> Task goal
Although the records include pictures, print only the rest, exactly as written.

> Dataset excerpts
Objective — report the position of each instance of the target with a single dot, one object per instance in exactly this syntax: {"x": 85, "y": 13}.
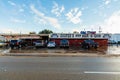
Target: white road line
{"x": 99, "y": 72}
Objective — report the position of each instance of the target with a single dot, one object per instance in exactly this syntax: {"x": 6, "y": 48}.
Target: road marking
{"x": 99, "y": 72}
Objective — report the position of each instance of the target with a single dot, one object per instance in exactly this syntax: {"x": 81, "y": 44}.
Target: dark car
{"x": 64, "y": 43}
{"x": 87, "y": 44}
{"x": 16, "y": 43}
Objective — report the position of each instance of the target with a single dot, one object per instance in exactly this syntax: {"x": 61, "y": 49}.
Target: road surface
{"x": 59, "y": 68}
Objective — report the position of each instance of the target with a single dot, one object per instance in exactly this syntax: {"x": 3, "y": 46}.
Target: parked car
{"x": 15, "y": 43}
{"x": 51, "y": 44}
{"x": 87, "y": 44}
{"x": 39, "y": 43}
{"x": 64, "y": 43}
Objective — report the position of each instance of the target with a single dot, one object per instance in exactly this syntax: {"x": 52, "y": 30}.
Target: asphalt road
{"x": 59, "y": 68}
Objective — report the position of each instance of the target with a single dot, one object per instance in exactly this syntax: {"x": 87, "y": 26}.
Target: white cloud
{"x": 40, "y": 20}
{"x": 52, "y": 21}
{"x": 11, "y": 3}
{"x": 17, "y": 20}
{"x": 74, "y": 16}
{"x": 112, "y": 24}
{"x": 57, "y": 10}
{"x": 107, "y": 2}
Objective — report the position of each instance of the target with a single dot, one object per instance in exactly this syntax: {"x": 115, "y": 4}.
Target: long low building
{"x": 23, "y": 36}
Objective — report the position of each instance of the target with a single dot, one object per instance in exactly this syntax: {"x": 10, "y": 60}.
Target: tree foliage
{"x": 45, "y": 31}
{"x": 32, "y": 32}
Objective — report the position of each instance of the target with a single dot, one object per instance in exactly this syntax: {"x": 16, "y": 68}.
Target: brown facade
{"x": 77, "y": 42}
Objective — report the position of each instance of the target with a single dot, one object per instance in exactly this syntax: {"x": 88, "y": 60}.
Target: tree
{"x": 32, "y": 32}
{"x": 45, "y": 31}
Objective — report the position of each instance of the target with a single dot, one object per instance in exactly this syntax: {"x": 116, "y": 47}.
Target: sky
{"x": 66, "y": 16}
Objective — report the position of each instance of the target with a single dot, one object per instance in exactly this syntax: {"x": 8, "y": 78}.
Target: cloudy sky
{"x": 59, "y": 15}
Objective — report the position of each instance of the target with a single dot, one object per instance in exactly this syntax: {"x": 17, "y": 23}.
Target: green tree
{"x": 32, "y": 32}
{"x": 45, "y": 31}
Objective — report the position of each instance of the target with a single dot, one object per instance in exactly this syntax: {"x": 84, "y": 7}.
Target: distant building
{"x": 115, "y": 37}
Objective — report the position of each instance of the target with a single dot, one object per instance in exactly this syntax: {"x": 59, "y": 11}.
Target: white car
{"x": 51, "y": 44}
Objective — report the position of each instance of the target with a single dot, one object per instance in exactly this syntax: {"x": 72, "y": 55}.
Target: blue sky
{"x": 59, "y": 15}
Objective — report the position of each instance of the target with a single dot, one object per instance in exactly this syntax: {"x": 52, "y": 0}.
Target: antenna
{"x": 100, "y": 30}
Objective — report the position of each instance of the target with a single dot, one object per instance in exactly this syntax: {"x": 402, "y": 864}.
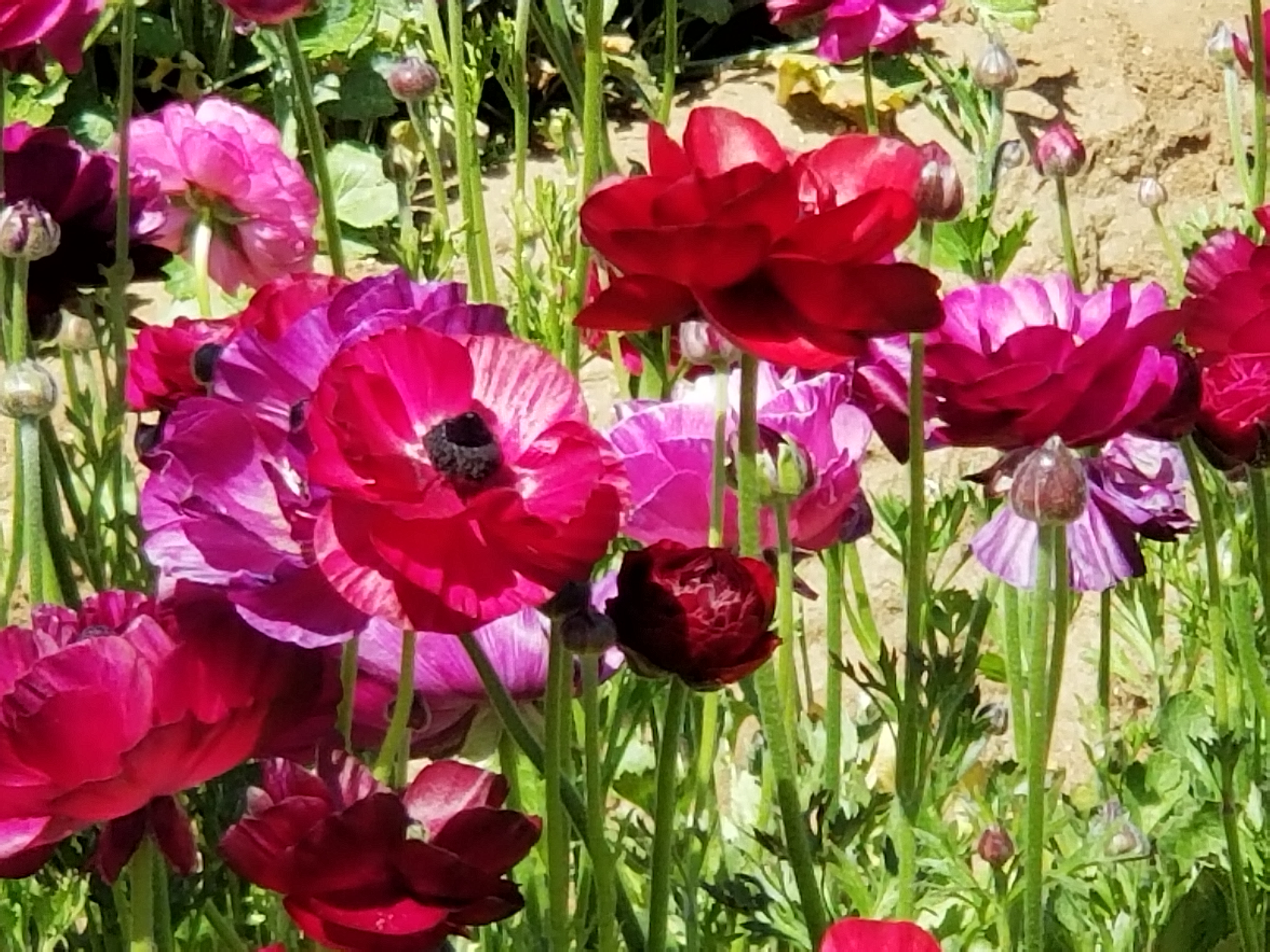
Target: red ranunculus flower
{"x": 106, "y": 709}
{"x": 788, "y": 258}
{"x": 366, "y": 870}
{"x": 1019, "y": 362}
{"x": 877, "y": 936}
{"x": 169, "y": 364}
{"x": 700, "y": 614}
{"x": 465, "y": 479}
{"x": 1234, "y": 423}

> Solution for this task
Objective — report the position of each instance of the target with a single dot, one object per instance in exactly this syntax: {"x": 85, "y": 13}.
Target: white road line
{"x": 99, "y": 72}
Objective — report the position of each instance of the target with a single dot, one object per instance in exactly this syntax: {"x": 6, "y": 48}.
Target: road marking
{"x": 99, "y": 72}
Objective — report the position of each instance of the target with a single dot, one object per instance in exactly this syntax: {"x": 81, "y": 44}.
Target: dark car
{"x": 64, "y": 43}
{"x": 87, "y": 44}
{"x": 16, "y": 43}
Objective — report the position of each instance of the target with a single dot, one object per instance in exactly this syntax: {"x": 61, "y": 49}.
Target: road surface
{"x": 59, "y": 68}
Objective — report the position of each instance of the target with a single dot, one object per instance in exactly this syntax: {"x": 3, "y": 46}.
Target: parked car
{"x": 15, "y": 43}
{"x": 51, "y": 44}
{"x": 87, "y": 44}
{"x": 39, "y": 43}
{"x": 64, "y": 43}
Objective — report the position of each instance of the target with a single dot, one object per instance in exactly this syntax: {"x": 52, "y": 30}.
Target: asphalt road
{"x": 59, "y": 68}
Objective — report the position of each instance of the target with a single dot, one object per instance in exactly this syntax: {"x": 87, "y": 26}.
Target: white cloud
{"x": 40, "y": 20}
{"x": 52, "y": 21}
{"x": 11, "y": 3}
{"x": 17, "y": 20}
{"x": 74, "y": 16}
{"x": 112, "y": 24}
{"x": 57, "y": 10}
{"x": 107, "y": 2}
Objective — report the position of each instance of the target with a single dot, one object per instance in exactly this syntax: {"x": 115, "y": 4}.
Target: long low building
{"x": 23, "y": 36}
Objective — report the position of each instance of the target with a single dot, one object per instance in exactly this syntax: {"x": 10, "y": 60}.
Target: tree foliage
{"x": 45, "y": 31}
{"x": 32, "y": 32}
Objective — report the position of each instance of the target with a single dot, one object per instance in exactly this syntax: {"x": 16, "y": 68}.
Target: brown facade
{"x": 77, "y": 42}
Objective — report the position of each instance of the target with a single dot, one object per instance in exactly this syntax: {"x": 88, "y": 60}.
Target: tree
{"x": 32, "y": 32}
{"x": 45, "y": 31}
Objective — report the position of each instance of the target with a single dot, one object per instance in exactly this syntax: {"x": 116, "y": 47}.
Target: sky
{"x": 66, "y": 16}
Objective — report the position of each instance of the target with a single dot, one object per instance in exactly this syntax: {"x": 8, "y": 78}.
Target: cloudy sky
{"x": 59, "y": 15}
Objective — report the position of each instance of the target with a single dot, one object per instance in exactly this syntax: {"x": 17, "y": 23}.
Target: green tree
{"x": 32, "y": 32}
{"x": 45, "y": 31}
Objective — report the position of each instance of the target with a single dot, one object per instance in exactly this syntax: {"x": 84, "y": 7}.
Target: distant building
{"x": 115, "y": 37}
Objective — report the position of each instance of the target with a single dot, one object per instance in exactly this syntax: {"x": 59, "y": 11}.
Target: white car
{"x": 51, "y": 44}
Objective — report the position of each instance of the target with a single dot, one object per instance in exactly this syntax: {"x": 72, "y": 55}.
Target: blue sky
{"x": 59, "y": 15}
Objective — report the position of each instance of the target with a single dot, one object per instance in exactly this syntax: {"x": 52, "y": 0}.
Target: antenna
{"x": 100, "y": 30}
Objective — report the position of each instance of the target with a single dot, one object per instance in exactly this syntax: {"x": 402, "y": 864}.
Target: red ranunculus flower
{"x": 106, "y": 709}
{"x": 788, "y": 258}
{"x": 366, "y": 870}
{"x": 1019, "y": 362}
{"x": 877, "y": 936}
{"x": 169, "y": 364}
{"x": 700, "y": 614}
{"x": 465, "y": 479}
{"x": 1234, "y": 423}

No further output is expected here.